## AIM OF THE TASK
Rewrite the part of the material that opens with the line containing "The medical imaging specialist has flagged the roof" and closes with the line containing "[453,204,470,226]" as a JSON list of strings, one string per line and both end lines included. Leave out blank lines.
--- DATA LISTING ---
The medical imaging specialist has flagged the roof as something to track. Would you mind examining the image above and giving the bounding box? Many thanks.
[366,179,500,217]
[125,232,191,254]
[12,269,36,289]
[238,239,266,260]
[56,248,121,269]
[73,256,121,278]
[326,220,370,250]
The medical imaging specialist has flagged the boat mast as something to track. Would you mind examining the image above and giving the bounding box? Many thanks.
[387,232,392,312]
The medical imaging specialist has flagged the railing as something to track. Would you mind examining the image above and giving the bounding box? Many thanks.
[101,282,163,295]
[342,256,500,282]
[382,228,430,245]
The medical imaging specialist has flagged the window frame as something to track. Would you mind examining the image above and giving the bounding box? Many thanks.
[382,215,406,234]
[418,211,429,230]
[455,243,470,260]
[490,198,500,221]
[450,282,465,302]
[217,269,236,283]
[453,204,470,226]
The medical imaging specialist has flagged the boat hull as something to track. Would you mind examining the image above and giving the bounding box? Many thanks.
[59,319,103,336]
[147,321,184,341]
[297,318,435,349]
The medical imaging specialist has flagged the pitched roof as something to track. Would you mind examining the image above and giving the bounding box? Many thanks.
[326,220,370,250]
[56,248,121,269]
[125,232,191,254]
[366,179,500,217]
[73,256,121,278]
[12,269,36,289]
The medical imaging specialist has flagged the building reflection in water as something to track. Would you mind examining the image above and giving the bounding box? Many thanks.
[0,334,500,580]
---
--- DATA LISTING ---
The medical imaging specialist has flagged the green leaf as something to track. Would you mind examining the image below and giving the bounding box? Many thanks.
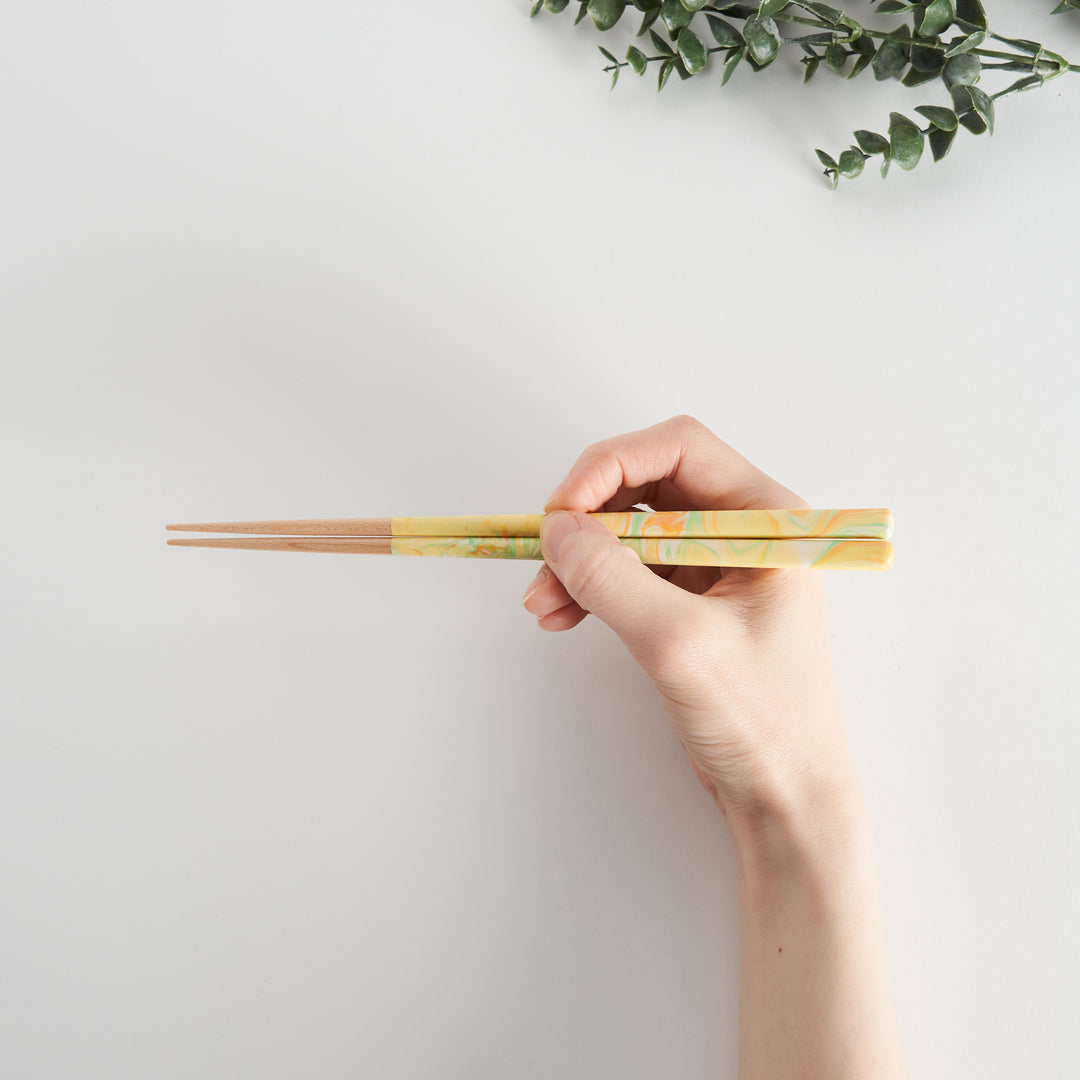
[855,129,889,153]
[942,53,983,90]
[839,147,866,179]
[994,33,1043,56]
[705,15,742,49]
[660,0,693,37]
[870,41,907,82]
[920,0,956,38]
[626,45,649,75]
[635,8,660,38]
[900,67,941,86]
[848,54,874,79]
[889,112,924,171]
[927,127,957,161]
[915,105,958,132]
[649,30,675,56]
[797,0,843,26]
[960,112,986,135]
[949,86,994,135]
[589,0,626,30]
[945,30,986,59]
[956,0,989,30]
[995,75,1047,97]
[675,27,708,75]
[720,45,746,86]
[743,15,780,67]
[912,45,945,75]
---
## COMPLETE RESPONSE
[
  "The medical imaging specialist has flagged the roof as something to track. Would you mind examining the image above and giving the bounding box? Many thanks.",
  "[366,179,500,217]",
  "[125,232,191,254]",
  "[12,269,36,289]",
  "[238,239,266,260]",
  "[56,248,121,269]",
  "[73,256,121,278]",
  "[326,220,370,250]",
  "The medical imaging specialist has flagged the boat mast as something to track. Would you mind examining the image above and giving the bounding box? Many thanks.",
  "[387,232,392,312]",
  "The medical imaging specialist has flagged the railing as something to track. Would you mind examining the image above and giving the bounding box? Many thanks.",
  "[101,282,163,295]",
  "[342,256,500,282]",
  "[382,228,430,245]",
  "The medical imaging specialist has flagged the window frame as something to track. Would you mind examining the image above and giving the bounding box? Many thanks.",
  "[382,215,406,234]",
  "[418,211,429,230]",
  "[455,243,470,260]",
  "[490,198,500,221]",
  "[450,282,465,302]",
  "[217,269,236,283]",
  "[453,204,470,226]"
]